**EXERCISE DESCRIPTION**
Continue the crankshaft position sensor text below, starting after its last line.

**EXERCISE TEXT**
########
The Powertrain Control Module (PCM) sends approximately 5 volts to the Hall-effect sensor. This voltage is required to operate the Hall-effect chip and the electronics inside the sensor. A ground for the sensor is provided through the sensor return circuit. The input to the PCM occurs on a 5 volt output reference circuit that operates as follows: The Hall-effect sensor contains a powerful magnet. As the magnetic field passes over the dense portion of the counterweight, the 5-volt signal is pulled to ground (0.3 volts) through a transistor in the sensor. When the magnetic field passes over the notches in the crankshaft counterweight, the magnetic field turns off the transistor in the sensor, causing the PCM to register the 5-volt signal. The PCM identifies crankshaft position by registering the change from 5 to 0 volts, as signaled from the Crankshaft Position sensor.

Removal & Installation



  1. Disconnect the negative battery cable.
  2.  
  3. Raise and safely support the vehicle.
  4.
########
**INFORMATION SUPPLIED**
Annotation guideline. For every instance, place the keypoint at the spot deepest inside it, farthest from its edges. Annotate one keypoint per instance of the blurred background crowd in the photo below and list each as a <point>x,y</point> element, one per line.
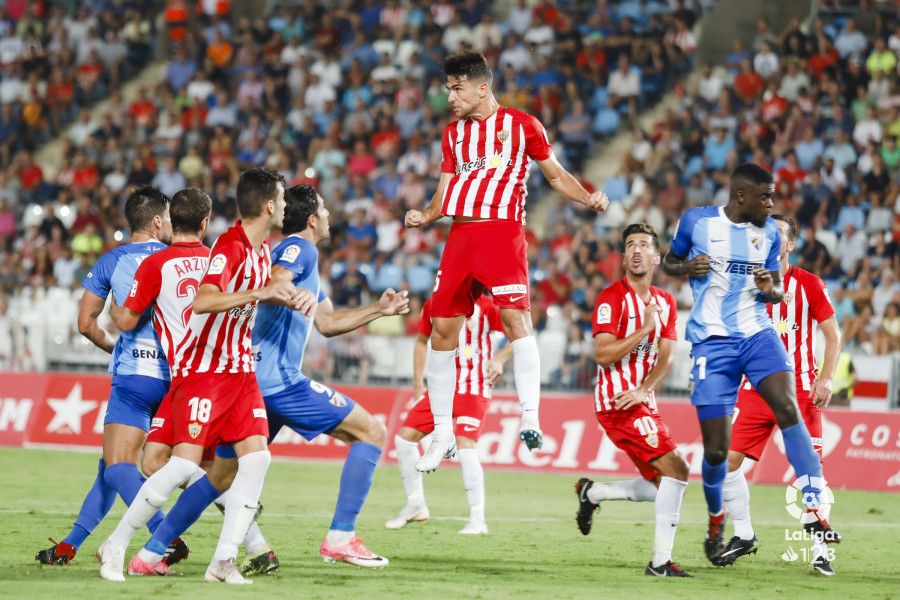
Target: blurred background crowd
<point>349,96</point>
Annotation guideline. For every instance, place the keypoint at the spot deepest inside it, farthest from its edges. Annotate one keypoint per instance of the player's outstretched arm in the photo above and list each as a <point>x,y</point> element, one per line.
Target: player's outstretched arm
<point>332,322</point>
<point>417,218</point>
<point>124,318</point>
<point>675,266</point>
<point>211,299</point>
<point>565,183</point>
<point>627,399</point>
<point>609,349</point>
<point>91,307</point>
<point>420,353</point>
<point>821,391</point>
<point>769,283</point>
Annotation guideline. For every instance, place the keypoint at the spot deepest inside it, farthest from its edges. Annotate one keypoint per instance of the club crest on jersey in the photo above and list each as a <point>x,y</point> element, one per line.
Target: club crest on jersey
<point>604,314</point>
<point>217,264</point>
<point>291,254</point>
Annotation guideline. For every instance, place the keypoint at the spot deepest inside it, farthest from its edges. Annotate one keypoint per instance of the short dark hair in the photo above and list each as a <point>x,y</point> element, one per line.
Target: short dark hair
<point>301,202</point>
<point>752,173</point>
<point>255,188</point>
<point>188,208</point>
<point>793,230</point>
<point>636,228</point>
<point>471,65</point>
<point>142,205</point>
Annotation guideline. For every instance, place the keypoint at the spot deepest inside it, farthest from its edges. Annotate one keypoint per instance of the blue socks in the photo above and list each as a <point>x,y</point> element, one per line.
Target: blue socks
<point>802,456</point>
<point>96,504</point>
<point>190,505</point>
<point>356,480</point>
<point>713,480</point>
<point>125,479</point>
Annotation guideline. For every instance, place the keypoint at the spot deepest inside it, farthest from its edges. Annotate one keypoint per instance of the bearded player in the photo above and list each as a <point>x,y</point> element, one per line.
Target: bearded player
<point>634,340</point>
<point>215,398</point>
<point>486,153</point>
<point>140,373</point>
<point>805,302</point>
<point>477,370</point>
<point>168,281</point>
<point>731,255</point>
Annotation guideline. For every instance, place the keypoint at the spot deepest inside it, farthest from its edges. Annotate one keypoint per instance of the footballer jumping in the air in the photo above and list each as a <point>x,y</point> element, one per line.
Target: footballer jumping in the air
<point>487,153</point>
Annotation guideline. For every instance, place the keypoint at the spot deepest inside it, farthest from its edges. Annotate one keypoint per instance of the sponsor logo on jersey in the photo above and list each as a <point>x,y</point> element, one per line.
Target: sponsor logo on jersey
<point>604,314</point>
<point>508,290</point>
<point>217,264</point>
<point>291,253</point>
<point>742,267</point>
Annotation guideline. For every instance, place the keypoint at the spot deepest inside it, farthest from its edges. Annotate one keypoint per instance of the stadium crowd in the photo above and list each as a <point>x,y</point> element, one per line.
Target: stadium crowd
<point>352,100</point>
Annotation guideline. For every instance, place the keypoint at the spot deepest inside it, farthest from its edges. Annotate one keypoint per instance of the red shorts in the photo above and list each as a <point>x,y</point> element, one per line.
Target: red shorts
<point>479,255</point>
<point>468,415</point>
<point>212,409</point>
<point>162,432</point>
<point>641,434</point>
<point>754,422</point>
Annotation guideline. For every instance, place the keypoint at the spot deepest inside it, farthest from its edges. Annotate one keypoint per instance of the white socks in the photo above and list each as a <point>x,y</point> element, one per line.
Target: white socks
<point>152,495</point>
<point>527,373</point>
<point>440,375</point>
<point>473,480</point>
<point>736,496</point>
<point>242,502</point>
<point>636,490</point>
<point>668,509</point>
<point>407,456</point>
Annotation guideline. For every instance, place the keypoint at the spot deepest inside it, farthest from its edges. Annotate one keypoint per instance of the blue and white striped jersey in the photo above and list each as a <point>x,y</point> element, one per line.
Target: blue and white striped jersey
<point>727,302</point>
<point>280,334</point>
<point>137,352</point>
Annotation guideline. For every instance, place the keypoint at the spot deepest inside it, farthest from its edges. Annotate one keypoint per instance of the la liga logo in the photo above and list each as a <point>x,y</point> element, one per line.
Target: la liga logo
<point>797,501</point>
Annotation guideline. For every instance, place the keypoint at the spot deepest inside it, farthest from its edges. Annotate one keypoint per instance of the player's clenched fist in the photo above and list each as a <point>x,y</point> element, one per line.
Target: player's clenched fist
<point>597,201</point>
<point>394,303</point>
<point>414,218</point>
<point>697,266</point>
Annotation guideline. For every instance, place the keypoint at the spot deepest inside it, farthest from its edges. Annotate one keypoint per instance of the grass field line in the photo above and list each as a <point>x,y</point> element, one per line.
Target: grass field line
<point>325,515</point>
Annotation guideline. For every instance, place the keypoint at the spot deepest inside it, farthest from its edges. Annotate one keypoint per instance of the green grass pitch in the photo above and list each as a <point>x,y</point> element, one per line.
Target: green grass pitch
<point>533,551</point>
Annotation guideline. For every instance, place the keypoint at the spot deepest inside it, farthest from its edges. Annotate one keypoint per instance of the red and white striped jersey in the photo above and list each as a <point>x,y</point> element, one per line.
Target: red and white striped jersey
<point>475,348</point>
<point>221,342</point>
<point>805,299</point>
<point>619,310</point>
<point>169,282</point>
<point>490,161</point>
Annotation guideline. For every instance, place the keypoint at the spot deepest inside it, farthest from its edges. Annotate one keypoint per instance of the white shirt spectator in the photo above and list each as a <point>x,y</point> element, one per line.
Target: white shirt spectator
<point>455,35</point>
<point>766,64</point>
<point>329,71</point>
<point>11,88</point>
<point>867,131</point>
<point>519,19</point>
<point>11,48</point>
<point>710,87</point>
<point>624,85</point>
<point>318,94</point>
<point>200,89</point>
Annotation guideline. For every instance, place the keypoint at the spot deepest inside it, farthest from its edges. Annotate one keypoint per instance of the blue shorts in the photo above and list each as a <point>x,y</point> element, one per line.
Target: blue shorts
<point>134,399</point>
<point>720,362</point>
<point>307,407</point>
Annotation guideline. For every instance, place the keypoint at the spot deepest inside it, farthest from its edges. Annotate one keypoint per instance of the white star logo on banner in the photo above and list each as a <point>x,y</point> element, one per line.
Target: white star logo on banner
<point>69,411</point>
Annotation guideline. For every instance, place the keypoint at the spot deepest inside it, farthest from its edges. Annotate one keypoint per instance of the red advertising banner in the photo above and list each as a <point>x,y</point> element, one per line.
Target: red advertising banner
<point>862,449</point>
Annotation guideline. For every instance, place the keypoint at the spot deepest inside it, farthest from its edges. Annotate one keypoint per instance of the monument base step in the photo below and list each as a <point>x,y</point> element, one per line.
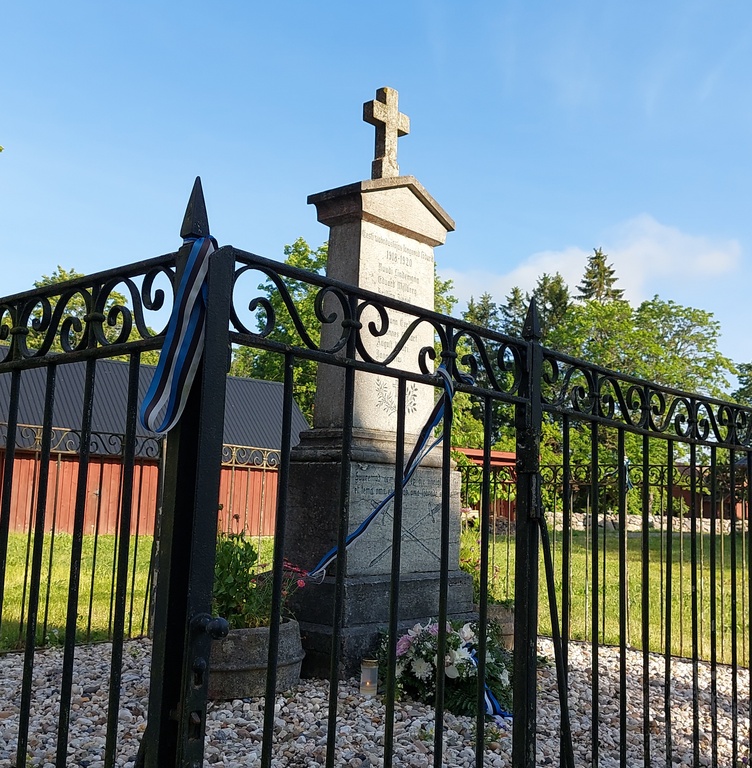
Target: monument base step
<point>366,615</point>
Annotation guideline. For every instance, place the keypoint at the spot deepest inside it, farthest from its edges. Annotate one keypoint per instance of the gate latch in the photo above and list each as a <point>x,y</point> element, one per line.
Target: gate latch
<point>216,627</point>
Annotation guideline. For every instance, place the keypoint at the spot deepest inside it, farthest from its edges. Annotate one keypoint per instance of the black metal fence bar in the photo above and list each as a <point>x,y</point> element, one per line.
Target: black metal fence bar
<point>588,405</point>
<point>31,627</point>
<point>121,585</point>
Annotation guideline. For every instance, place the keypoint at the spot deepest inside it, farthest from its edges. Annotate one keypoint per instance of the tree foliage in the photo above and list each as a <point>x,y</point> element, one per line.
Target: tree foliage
<point>599,280</point>
<point>262,364</point>
<point>76,307</point>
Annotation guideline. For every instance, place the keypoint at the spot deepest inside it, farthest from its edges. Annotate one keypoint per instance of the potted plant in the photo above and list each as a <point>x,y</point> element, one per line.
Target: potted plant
<point>243,596</point>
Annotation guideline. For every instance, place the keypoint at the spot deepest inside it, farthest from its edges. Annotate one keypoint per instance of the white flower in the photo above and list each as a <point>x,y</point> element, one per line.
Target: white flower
<point>416,630</point>
<point>421,668</point>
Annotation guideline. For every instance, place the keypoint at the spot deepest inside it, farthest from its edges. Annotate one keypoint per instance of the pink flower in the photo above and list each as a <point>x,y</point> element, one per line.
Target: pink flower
<point>403,645</point>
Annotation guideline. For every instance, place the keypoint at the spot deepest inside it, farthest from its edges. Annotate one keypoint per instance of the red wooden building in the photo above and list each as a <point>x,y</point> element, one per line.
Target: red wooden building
<point>252,436</point>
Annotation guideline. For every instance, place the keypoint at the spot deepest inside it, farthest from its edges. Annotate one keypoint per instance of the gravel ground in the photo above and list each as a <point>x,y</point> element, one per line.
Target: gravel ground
<point>234,728</point>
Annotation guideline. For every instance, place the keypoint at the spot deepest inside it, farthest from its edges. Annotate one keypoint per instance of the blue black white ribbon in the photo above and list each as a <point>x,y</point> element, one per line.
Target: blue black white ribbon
<point>183,345</point>
<point>423,446</point>
<point>491,702</point>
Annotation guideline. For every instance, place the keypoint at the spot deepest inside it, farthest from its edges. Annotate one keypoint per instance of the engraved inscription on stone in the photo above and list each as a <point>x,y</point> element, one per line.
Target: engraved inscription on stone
<point>421,526</point>
<point>401,268</point>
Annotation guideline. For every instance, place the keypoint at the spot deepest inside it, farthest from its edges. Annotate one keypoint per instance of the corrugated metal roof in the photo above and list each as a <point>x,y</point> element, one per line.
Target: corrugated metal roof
<point>253,409</point>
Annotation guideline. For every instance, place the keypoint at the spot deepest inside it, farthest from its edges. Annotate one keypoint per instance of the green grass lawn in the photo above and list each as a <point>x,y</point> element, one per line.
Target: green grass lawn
<point>95,610</point>
<point>680,601</point>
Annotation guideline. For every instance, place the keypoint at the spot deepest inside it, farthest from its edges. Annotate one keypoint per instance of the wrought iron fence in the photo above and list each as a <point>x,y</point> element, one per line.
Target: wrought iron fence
<point>617,703</point>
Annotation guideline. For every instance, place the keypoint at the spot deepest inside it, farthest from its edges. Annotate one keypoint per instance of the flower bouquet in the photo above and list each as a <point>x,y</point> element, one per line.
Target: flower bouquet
<point>417,663</point>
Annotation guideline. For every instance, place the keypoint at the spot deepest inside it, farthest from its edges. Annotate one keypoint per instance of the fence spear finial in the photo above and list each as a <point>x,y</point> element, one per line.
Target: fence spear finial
<point>195,221</point>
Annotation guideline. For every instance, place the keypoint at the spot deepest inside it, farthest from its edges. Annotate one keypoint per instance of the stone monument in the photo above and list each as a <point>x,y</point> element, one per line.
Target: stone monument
<point>382,235</point>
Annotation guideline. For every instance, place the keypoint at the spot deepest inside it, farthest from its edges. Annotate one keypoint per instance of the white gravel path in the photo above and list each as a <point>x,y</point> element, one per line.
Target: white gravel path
<point>234,728</point>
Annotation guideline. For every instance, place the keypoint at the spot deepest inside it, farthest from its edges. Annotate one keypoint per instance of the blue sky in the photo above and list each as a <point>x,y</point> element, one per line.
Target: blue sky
<point>544,130</point>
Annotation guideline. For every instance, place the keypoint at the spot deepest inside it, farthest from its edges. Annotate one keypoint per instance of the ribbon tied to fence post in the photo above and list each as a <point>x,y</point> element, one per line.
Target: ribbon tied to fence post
<point>183,345</point>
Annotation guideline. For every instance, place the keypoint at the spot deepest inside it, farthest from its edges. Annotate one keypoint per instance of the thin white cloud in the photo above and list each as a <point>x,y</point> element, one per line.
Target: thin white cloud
<point>645,253</point>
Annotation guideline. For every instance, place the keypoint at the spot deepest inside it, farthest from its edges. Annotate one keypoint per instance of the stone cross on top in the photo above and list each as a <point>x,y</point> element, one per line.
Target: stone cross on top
<point>390,124</point>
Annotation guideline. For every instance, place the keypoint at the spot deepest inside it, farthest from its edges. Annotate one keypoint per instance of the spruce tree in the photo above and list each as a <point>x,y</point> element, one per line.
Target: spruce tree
<point>599,280</point>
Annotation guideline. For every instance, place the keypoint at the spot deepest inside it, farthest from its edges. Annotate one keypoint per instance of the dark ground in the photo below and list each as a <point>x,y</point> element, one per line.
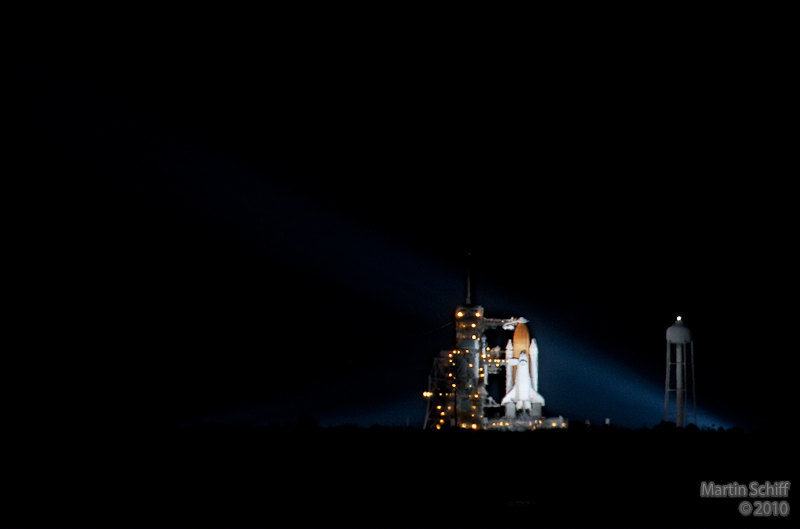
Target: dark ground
<point>302,476</point>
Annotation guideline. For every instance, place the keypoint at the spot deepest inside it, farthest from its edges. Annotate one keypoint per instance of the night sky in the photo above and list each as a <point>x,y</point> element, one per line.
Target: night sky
<point>244,226</point>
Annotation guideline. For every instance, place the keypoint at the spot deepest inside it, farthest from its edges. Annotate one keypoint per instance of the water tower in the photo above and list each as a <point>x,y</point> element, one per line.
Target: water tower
<point>680,352</point>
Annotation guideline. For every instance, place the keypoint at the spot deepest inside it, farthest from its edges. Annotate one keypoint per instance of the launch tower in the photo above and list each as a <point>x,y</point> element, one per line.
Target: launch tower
<point>458,386</point>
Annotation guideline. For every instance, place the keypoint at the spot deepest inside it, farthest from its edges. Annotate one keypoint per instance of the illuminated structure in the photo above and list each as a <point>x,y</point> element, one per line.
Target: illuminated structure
<point>680,352</point>
<point>458,385</point>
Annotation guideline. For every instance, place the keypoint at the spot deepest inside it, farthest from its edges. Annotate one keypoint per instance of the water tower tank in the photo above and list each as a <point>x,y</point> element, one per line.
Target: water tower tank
<point>679,333</point>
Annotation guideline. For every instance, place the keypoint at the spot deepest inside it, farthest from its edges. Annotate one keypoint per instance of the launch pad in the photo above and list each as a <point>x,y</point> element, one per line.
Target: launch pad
<point>459,388</point>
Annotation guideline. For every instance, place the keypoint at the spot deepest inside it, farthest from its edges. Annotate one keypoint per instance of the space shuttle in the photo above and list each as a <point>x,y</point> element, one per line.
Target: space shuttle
<point>523,394</point>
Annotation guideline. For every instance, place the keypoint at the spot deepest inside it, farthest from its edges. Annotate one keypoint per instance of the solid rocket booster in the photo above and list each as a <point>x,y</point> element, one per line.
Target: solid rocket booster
<point>522,394</point>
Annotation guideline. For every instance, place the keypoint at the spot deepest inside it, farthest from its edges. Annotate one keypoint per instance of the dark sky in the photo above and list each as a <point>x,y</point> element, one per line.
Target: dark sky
<point>243,225</point>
########
**ANSWER BOX**
  5. If the vehicle is equipped with all wheel drive, the transfer case must be removed. For additional information, refer to Transfer Case, Removal & Installation.
  6.  
  7. Remove the heat shield retaining bolt and remove the heat shield.
  8.  
  9. Unlock and disconnect the crankshaft position (CKP) sensor electrical connector.
  10.  
  11. Remove the CKP sensor bolt and remove the sensor.
  12.  

To install:

  1. Lubricate the CKP sensor O-ring with clean engine oil.
  2.  
  3. Install the CKP sensor using a twisting motion. Make sure the sensor is fully seated.
    WARNING
    Do not drive the senor into the bore with the mounting screws.

  4.  
  5. Tighten the mounting bolt to 80 inch lbs. (9 Nm).
  6.  
  7. Install the heat shield and tighten the retaining bolt.
  8.  
  9. If the vehicle is equipped with all wheel drive, install the transfer case.
  10.  
  11. Lower the vehicle.
  12.  
  13. Connect the negative battery cable.
  14.  

Testing



  1. Using a diagnostic scan tool, check for the presence of any Diagnostic Trouble Codes (DTCs). Record and address these codes as necessary.
  2.  
  3. If no codes are present, review the scan tool environmental data. If possible, try to duplicate the conditions under which the DTC set.
  4.  
  5. If applicable, actuate the component with the scan tool.
  6.  
  7. Monitor the scan tool data relative to this circuit and wiggle test the wiring and connectors.
  8.  
  9. Look for the data to change, the actuation to be interrupted, or for the DTC to reset during the wiggle test.
  10.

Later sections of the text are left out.